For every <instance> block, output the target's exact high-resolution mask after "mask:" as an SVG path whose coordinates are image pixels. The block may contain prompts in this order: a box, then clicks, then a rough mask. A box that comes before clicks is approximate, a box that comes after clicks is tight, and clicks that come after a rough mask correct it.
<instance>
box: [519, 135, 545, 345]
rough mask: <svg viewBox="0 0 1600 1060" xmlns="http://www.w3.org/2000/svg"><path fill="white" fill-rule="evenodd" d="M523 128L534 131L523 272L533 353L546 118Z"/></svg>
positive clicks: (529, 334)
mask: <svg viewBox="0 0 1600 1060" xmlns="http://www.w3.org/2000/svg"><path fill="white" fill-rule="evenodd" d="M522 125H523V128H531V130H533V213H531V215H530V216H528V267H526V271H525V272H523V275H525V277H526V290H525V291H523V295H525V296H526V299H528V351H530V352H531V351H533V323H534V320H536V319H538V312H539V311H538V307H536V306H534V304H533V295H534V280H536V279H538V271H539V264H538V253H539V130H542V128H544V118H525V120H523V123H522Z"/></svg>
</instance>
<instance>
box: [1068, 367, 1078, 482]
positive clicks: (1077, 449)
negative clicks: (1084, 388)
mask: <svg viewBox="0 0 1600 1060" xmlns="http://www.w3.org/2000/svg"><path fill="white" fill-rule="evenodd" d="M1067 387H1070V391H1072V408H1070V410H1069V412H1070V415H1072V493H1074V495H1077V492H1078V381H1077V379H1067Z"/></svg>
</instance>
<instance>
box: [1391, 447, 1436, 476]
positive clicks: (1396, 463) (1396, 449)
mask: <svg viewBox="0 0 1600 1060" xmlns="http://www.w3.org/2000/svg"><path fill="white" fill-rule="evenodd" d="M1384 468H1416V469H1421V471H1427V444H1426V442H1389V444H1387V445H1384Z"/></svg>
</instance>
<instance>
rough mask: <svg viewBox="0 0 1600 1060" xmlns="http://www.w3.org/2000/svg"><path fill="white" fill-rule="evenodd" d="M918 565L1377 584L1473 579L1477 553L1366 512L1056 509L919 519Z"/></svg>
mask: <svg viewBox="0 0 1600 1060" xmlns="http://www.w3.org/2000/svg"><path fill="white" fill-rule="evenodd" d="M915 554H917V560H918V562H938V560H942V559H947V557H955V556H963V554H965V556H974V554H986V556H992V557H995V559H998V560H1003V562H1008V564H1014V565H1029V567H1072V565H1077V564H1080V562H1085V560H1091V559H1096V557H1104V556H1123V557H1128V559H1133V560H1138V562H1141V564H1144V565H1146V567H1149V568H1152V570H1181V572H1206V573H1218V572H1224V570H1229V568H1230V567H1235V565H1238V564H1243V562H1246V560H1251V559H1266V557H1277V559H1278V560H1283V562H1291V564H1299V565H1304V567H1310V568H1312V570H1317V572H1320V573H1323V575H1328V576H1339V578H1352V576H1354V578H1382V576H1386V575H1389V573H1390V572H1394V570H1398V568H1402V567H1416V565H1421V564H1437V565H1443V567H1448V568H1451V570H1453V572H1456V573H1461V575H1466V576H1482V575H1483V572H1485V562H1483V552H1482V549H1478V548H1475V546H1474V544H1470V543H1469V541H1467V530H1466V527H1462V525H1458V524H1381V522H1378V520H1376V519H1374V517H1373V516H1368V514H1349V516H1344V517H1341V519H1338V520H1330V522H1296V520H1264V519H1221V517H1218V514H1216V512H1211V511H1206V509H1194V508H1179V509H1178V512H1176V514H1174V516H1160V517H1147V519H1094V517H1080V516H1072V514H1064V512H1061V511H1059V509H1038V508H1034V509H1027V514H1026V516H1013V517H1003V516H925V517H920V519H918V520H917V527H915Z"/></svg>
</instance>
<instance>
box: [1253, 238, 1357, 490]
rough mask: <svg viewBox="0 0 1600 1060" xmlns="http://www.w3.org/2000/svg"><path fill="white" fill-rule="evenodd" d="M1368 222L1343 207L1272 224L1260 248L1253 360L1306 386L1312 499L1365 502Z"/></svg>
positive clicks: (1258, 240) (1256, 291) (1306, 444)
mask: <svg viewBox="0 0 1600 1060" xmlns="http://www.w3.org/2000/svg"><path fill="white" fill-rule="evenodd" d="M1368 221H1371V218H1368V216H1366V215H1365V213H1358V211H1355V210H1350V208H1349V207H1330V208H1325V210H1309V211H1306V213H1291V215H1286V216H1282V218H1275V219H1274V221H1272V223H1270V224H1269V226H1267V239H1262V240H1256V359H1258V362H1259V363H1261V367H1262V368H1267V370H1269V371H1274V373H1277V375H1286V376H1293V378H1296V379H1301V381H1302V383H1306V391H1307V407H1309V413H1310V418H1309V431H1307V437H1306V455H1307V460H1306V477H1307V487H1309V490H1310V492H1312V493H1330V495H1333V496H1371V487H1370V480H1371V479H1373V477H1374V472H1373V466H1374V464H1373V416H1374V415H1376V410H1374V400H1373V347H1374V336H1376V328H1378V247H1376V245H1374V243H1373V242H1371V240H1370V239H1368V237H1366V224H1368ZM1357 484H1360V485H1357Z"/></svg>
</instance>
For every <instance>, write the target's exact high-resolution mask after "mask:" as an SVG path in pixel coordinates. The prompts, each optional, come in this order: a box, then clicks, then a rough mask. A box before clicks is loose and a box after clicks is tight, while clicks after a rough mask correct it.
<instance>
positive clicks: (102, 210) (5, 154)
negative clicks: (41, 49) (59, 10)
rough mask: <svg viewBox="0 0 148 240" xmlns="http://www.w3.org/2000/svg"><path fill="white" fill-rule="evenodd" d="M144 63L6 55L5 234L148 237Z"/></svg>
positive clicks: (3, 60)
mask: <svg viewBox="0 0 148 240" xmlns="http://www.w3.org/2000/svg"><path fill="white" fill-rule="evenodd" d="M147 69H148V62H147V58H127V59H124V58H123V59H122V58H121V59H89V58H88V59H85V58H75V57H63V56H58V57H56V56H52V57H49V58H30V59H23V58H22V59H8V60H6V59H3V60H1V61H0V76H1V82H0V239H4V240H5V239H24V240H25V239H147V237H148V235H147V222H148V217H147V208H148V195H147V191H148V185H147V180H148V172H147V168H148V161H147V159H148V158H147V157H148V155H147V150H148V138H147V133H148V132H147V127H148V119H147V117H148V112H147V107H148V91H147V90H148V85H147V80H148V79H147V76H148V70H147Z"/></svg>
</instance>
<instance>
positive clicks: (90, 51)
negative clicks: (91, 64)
::::::::::
Return only the lines of the records in which the string "exact" appears.

▶ **Result**:
For every <instance> block, output the target's exact high-resolution mask after "mask:" as an SVG path whose coordinates are image pixels. The block may contain prompts in this order: a box, then clicks, then a rough mask. A box that comes before clicks is approximate, a box that comes after clicks is tight, and clicks that come after a rough mask correct it.
For every <instance>, write the target's exact high-resolution mask after "mask:" as an SVG path in pixel coordinates. The prompts, each optional, come in this order: a box, then clicks, then a rough mask. A box before clicks is loose and a box after clicks is tight, while clicks after a rough mask correct it.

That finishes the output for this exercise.